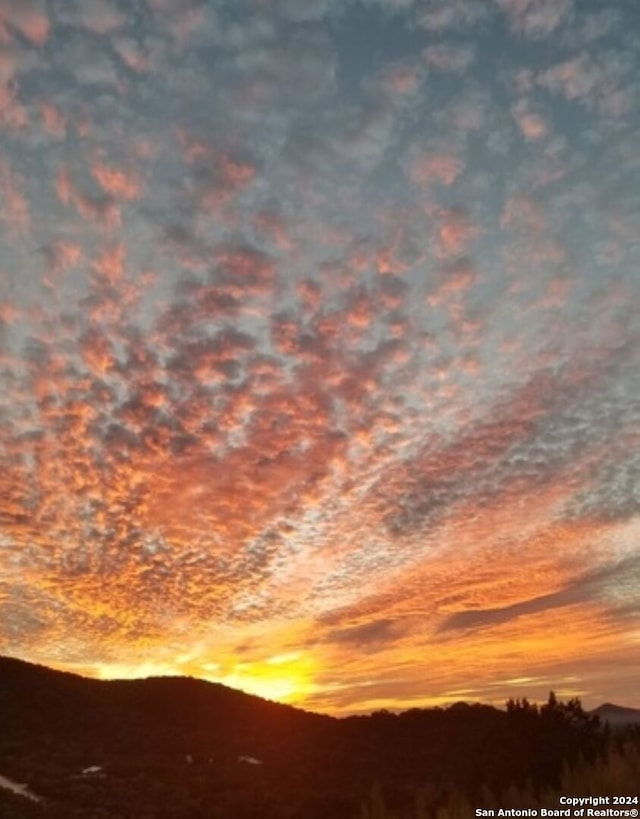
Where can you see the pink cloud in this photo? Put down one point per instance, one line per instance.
(28, 17)
(424, 168)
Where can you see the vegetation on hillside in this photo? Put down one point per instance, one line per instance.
(177, 748)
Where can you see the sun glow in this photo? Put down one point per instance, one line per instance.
(285, 677)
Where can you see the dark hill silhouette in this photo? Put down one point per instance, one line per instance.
(616, 715)
(172, 748)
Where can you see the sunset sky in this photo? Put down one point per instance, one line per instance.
(320, 345)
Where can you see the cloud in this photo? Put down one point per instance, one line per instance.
(536, 18)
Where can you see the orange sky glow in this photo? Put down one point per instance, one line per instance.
(319, 346)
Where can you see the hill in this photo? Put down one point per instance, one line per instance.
(168, 748)
(616, 716)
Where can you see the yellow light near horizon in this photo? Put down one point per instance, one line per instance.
(285, 677)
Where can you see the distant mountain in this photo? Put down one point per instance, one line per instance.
(180, 748)
(617, 715)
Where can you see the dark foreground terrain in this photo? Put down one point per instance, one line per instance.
(179, 748)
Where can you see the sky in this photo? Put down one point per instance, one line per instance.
(319, 346)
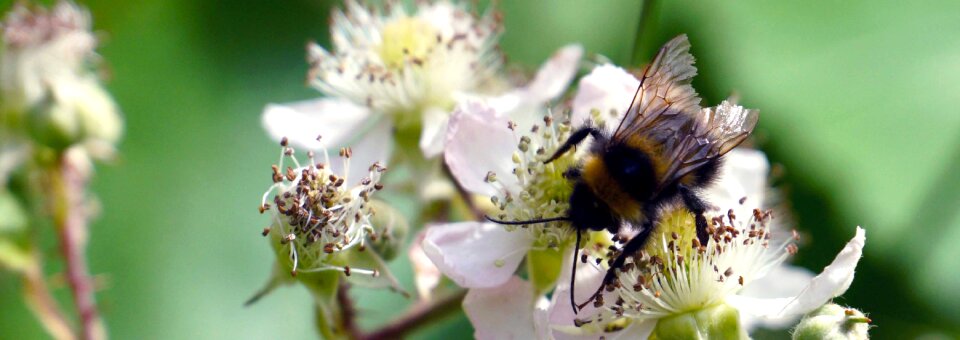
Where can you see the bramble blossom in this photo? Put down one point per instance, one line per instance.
(390, 68)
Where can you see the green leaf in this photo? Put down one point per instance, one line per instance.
(544, 268)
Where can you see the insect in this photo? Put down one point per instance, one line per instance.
(664, 150)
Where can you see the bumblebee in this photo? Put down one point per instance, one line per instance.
(664, 150)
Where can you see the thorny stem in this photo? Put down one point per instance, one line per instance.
(69, 186)
(41, 300)
(418, 316)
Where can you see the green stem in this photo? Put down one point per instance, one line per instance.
(418, 316)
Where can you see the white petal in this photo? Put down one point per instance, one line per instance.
(433, 133)
(555, 75)
(474, 254)
(337, 120)
(783, 281)
(503, 312)
(606, 88)
(479, 141)
(832, 282)
(426, 275)
(744, 174)
(541, 319)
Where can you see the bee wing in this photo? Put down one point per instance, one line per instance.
(715, 132)
(664, 95)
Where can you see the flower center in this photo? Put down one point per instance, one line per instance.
(406, 39)
(675, 273)
(318, 214)
(543, 192)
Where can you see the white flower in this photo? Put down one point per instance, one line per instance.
(402, 70)
(679, 280)
(47, 87)
(485, 146)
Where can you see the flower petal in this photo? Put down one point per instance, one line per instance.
(555, 75)
(502, 312)
(474, 254)
(636, 330)
(783, 281)
(426, 275)
(832, 282)
(479, 141)
(337, 120)
(743, 174)
(374, 145)
(433, 133)
(607, 88)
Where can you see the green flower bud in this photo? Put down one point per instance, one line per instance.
(716, 322)
(47, 88)
(833, 322)
(53, 124)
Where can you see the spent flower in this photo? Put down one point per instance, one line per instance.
(324, 221)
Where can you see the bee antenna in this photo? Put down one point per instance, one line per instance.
(542, 220)
(573, 275)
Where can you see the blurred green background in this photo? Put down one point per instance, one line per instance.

→ **WHAT TO PRODUCE**:
What is needed is an exact reproduction of the data, pictures excluded.

→ **SOLUTION TO THIS TASK**:
Where can you see the pink cloud in this photo? Put down one point per instance, one line per instance.
(28, 17)
(424, 168)
Where can you see the vegetation on hillside in this photo? Put down one point per instance, one line per instance.
(177, 748)
Where can you see the sun glow in this photo? Put down one point per instance, one line per instance.
(285, 677)
Where can you see the dark hill silhouette in this photo? Put down one point per instance, one line per instance.
(616, 715)
(172, 748)
Where can you see the sunset sky in this photo? Put down one point per instance, one line per instance.
(320, 345)
Where can you see the cloud in this photo? Put down one point per instance, one line per instance.
(536, 18)
Where can you see the orange sky glow in this photo? Put down one point per instance, one line per instance.
(319, 346)
Where can you see the hill in this photo? Put down one point per instance, one line per instance.
(168, 748)
(616, 716)
Where can you see the yellow light near horizon in this photo? Put down one point per instance, one line per instance.
(285, 677)
Where can you see the distant mountain in this photo? Put down one point per instance, one line per instance.
(180, 748)
(617, 715)
Where can you see the dark foreground terrain in this photo? Put down one point per instance, one line per instance.
(179, 748)
Where can you see the sky in this photo? Put down one point per instance, one line per instance.
(319, 346)
Where can you see the bramble blossom in this photo? Put down one point per instance, one line per instance.
(390, 68)
Where can you see the green leaf in this photo? Put down one point per instance, one line per instance.
(544, 268)
Where can you see the insect in this photo? Put down one point per instance, one line per instance.
(664, 150)
Where can you see the bumblebee in this photo? Put down one point per instance, one line per instance.
(664, 150)
Where can you see the thorny stem in this photo? Put down one point per instance, one line per instance.
(69, 186)
(41, 300)
(418, 316)
Where can you see the green stem in this photo? Put down one point per instance, one line per instance.
(418, 316)
Where can you see the white petal in this photo? Put down one point per instance, one line per instance.
(433, 133)
(555, 75)
(474, 254)
(337, 120)
(783, 281)
(503, 312)
(606, 88)
(479, 141)
(832, 282)
(426, 275)
(744, 174)
(541, 319)
Where can you see the bee wing in this photo? Put down one point per instance, one line per instance.
(715, 132)
(664, 95)
Where can you see the flower center in this photo? Put down one point per instance, one line per instance.
(406, 39)
(675, 273)
(318, 214)
(543, 192)
Where can you see the white flower in this photo? Put down one point per instance, one line per instance.
(402, 70)
(679, 280)
(47, 87)
(485, 146)
Where can you see the flower petal in this photo? Put down one point per instance, one line per instance.
(555, 75)
(502, 312)
(474, 254)
(636, 330)
(783, 281)
(426, 275)
(832, 282)
(479, 141)
(337, 120)
(743, 174)
(374, 145)
(433, 133)
(607, 88)
Where can you see the green flower bud in this photo? Put down one point per instance, one line per instance.
(716, 322)
(47, 88)
(833, 322)
(53, 124)
Where can you see the spent flower in this photo? Put down one point per instance, one line per instance.
(324, 221)
Where can you see the bee antenna in this photo? Put down one point per instance, one line per instance.
(542, 220)
(573, 275)
Where can you see the blurred green background in this photo? Put down one point per instance, one line per instance.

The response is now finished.